* _PROBLEM STATEMENT_: Print the listing below again. Change nothing.

-------- INFORMATION SUPPLIED --------

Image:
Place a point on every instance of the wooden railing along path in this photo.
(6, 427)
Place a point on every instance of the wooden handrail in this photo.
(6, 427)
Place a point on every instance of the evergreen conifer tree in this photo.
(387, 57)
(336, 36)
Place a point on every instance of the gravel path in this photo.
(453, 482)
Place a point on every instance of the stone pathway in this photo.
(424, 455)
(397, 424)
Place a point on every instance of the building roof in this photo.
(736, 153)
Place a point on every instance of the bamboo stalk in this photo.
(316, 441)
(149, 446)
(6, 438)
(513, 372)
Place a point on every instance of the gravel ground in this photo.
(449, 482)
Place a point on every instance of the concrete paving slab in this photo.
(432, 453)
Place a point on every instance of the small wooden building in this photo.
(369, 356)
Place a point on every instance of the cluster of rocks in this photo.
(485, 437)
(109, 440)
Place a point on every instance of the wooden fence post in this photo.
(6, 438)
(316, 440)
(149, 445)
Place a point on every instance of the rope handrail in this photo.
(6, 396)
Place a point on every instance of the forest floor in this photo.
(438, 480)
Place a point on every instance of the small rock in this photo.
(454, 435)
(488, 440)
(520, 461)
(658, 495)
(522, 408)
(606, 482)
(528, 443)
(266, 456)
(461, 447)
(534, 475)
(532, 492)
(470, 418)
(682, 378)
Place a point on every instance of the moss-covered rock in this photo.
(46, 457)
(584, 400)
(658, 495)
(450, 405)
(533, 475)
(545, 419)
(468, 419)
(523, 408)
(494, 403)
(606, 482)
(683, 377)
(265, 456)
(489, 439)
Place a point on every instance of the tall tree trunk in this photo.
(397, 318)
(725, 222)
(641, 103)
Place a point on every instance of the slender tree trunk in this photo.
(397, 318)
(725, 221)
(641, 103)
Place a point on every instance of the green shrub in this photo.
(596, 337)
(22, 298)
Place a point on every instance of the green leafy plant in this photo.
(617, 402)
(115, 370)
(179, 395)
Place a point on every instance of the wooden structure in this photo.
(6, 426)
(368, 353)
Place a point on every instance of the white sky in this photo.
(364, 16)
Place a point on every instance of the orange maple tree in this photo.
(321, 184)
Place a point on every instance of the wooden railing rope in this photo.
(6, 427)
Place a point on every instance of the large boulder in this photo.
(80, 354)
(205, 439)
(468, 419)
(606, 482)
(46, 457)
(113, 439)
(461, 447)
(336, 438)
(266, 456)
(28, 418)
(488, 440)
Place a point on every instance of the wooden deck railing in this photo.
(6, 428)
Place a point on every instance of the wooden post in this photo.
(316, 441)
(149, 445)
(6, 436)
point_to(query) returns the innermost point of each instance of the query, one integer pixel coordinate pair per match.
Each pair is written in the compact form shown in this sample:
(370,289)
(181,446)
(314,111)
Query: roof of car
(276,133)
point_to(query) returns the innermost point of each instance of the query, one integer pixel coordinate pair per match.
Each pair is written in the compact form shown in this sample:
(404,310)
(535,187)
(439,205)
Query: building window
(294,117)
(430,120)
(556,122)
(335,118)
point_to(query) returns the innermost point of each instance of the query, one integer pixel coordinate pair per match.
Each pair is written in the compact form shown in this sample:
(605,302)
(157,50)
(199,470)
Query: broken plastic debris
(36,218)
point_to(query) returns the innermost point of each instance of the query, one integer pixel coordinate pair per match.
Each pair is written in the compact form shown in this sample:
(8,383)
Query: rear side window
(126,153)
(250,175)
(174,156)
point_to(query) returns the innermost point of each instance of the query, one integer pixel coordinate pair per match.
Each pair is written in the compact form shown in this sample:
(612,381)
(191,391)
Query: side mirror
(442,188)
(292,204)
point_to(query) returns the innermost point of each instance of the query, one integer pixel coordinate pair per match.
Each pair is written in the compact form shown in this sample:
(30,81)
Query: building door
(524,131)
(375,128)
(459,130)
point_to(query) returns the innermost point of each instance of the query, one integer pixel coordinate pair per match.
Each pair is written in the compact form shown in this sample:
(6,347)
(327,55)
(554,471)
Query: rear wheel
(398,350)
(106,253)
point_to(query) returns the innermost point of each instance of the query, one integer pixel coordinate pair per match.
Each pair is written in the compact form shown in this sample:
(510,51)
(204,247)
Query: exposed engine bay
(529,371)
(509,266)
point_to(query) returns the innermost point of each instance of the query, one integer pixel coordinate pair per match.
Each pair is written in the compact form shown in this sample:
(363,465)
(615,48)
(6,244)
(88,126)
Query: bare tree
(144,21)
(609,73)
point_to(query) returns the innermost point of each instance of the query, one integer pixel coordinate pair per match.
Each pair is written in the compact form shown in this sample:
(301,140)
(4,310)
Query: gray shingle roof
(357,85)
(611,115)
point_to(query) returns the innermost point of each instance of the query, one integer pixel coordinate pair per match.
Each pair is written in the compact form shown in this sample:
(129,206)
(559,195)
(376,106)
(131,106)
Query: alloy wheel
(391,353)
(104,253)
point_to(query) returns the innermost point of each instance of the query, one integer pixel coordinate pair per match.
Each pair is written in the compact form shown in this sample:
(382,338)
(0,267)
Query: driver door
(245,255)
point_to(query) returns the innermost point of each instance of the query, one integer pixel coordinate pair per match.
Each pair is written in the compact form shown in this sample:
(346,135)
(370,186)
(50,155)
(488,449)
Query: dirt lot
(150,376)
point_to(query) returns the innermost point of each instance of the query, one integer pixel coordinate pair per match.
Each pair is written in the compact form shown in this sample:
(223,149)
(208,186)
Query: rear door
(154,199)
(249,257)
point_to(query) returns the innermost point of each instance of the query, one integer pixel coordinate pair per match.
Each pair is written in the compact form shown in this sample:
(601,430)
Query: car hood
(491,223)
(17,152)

--------

* _TASK RESULT_:
Image:
Place a point on every instance of the wooden railing along path in this photo.
(6, 427)
Place a point on every instance of the wooden handrail in this photo.
(6, 427)
Place a point on every instance of the evergreen conifer tree in this photo.
(387, 57)
(336, 36)
Place a point on every instance of the gravel path in this photo.
(453, 482)
Place a point on every instance of the stone pathway in this photo.
(424, 455)
(397, 424)
Place a point on every instance of the building roof in this photo.
(736, 153)
Place a point on every instance of the bamboo stalk in this photo.
(316, 441)
(149, 446)
(6, 438)
(513, 372)
Place a point on every instance of the gravel ground in this photo.
(449, 482)
Place a point on every instance of the concrete paving slab in this photo.
(432, 453)
Place a point on every instance of the small wooden building in this photo.
(369, 356)
Place a point on every instance of the cluster of rocks in this photo.
(485, 437)
(109, 440)
Place a point on every instance of the wooden fence post in this photo.
(6, 438)
(316, 440)
(149, 445)
Place a point on every instance of the rope handrail in this photo.
(6, 396)
Place a point on every instance of the forest floor in this photo.
(438, 480)
Place a point on every instance of the small rock in this photo.
(454, 435)
(488, 440)
(520, 461)
(658, 495)
(522, 408)
(606, 482)
(528, 443)
(266, 456)
(461, 447)
(534, 475)
(532, 492)
(470, 418)
(682, 378)
Place a point on every instance of the moss-covered rock in this photo.
(46, 457)
(584, 400)
(658, 495)
(450, 405)
(533, 475)
(545, 419)
(468, 419)
(523, 408)
(494, 403)
(606, 482)
(683, 377)
(265, 456)
(489, 439)
Place a point on every instance of the tall tree trunk in this photo.
(397, 318)
(725, 222)
(641, 103)
Place a point on every instance of the slender tree trunk in this photo.
(397, 318)
(725, 221)
(641, 103)
Place a point on every instance of the green shrub in this photo.
(596, 337)
(22, 298)
Place a point on every instance of the green leafy plant in this photo.
(617, 402)
(115, 370)
(179, 395)
Place a point on every instance of the wooden structure in this photo.
(6, 426)
(368, 353)
Place a point on every instance of the white sky in this photo.
(364, 16)
Place a point on every instance of the orange maple tree in this photo.
(321, 184)
Place a point on every instance of the wooden railing rope in this photo.
(6, 427)
Place a point on every instance of the large boulder in this photo.
(80, 354)
(205, 439)
(468, 419)
(606, 482)
(46, 457)
(113, 439)
(461, 447)
(336, 438)
(266, 456)
(28, 418)
(488, 440)
Place a point on every instance of the wooden deck railing in this photo.
(6, 428)
Place a point on every instance of the wooden post in this photo.
(316, 441)
(149, 445)
(6, 436)
point_to(query) returns the innermost point of each instance of the query, one integer pixel coordinate pair per match.
Each pair is written in the compact form shown in this sample:
(370,289)
(181,446)
(314,111)
Query: roof of car
(276,133)
point_to(query) returns the innermost point of each instance of the query, one integer pixel coordinate pair per match.
Each pair is written in the compact form shown in this sample:
(404,310)
(535,187)
(439,205)
Query: building window
(294,117)
(430,120)
(556,122)
(335,118)
point_to(query) returns the innermost point of each instance of the query, one integer pixel coordinate pair per match.
Each pair is written in the compact form shown in this sample:
(605,302)
(157,50)
(199,470)
Query: broken plastic debris
(36,218)
point_to(query) returns the innermost point of each instance of the query, one integer pixel coordinate pair per match.
Each pair is written in the compact form shown in this sample:
(8,383)
Query: rear side window
(126,153)
(250,175)
(174,156)
point_to(query) returns the innermost point of each instance of the query, one integer pixel coordinate pair per match.
Each pair is written in the compact form shown in this sample:
(612,381)
(191,391)
Query: side mirror
(442,188)
(292,204)
point_to(query) returns the innermost point of each instance of the query, one integer pixel coordinate pair per match.
Each pair is written in the compact form shown in this sample:
(30,81)
Query: building door
(524,131)
(375,128)
(459,130)
point_to(query) returns the innermost point of each instance of the query, one integer pixel coordinate pair per match.
Each pair is written in the compact form shown in this sample:
(6,347)
(327,55)
(554,471)
Query: rear wheel
(398,350)
(106,253)
point_to(query) returns the innermost point of each instance of the query, one integer pixel coordinate pair per match.
Each pair is written in the compact form shown in this sample:
(510,51)
(204,247)
Query: exposed engine bay
(529,371)
(509,266)
point_to(query) returns the innermost point of each instance of the query, one integer pixel coordinate pair per match.
Each pair is written in the compact form shown in this sample:
(363,465)
(615,48)
(6,244)
(88,126)
Query: bare tree
(144,21)
(609,73)
point_to(query) returns the innermost point of each instance of the query, one integer pixel coordinate pair per match.
Each pair is written in the compact form shown in this sample:
(301,140)
(4,310)
Query: gray shingle roof
(357,85)
(611,115)
point_to(query) returns the innermost point of each instance of the query, one integer pixel coordinate pair per match.
Each pair is written in the compact form shown in this sample:
(129,206)
(559,195)
(376,106)
(131,106)
Query: alloy wheel
(391,353)
(104,253)
point_to(query) returns the innermost point of each instance of the query, one integer pixel coordinate pair per match.
Each pair is written in the compact form shown in this sample:
(382,338)
(0,267)
Query: driver door
(245,255)
point_to(query) returns the innermost point of each instance of the query, one integer pixel coordinate pair per match.
Each pair is written in the compact form shown in this sample:
(346,135)
(370,186)
(50,155)
(488,449)
Query: dirt lot
(150,376)
point_to(query) returns the innermost point of each instance of the query, one integer pixel coordinate pair per match.
Each pair is written in the compact form shown in this sample:
(223,149)
(208,186)
Query: rear door
(154,199)
(249,257)
point_to(query) returns the innermost point of each instance of the query, one integer pixel coordinate pair per match.
Each pair is written in the compact form shown in this sample:
(601,430)
Query: car hood
(491,223)
(17,152)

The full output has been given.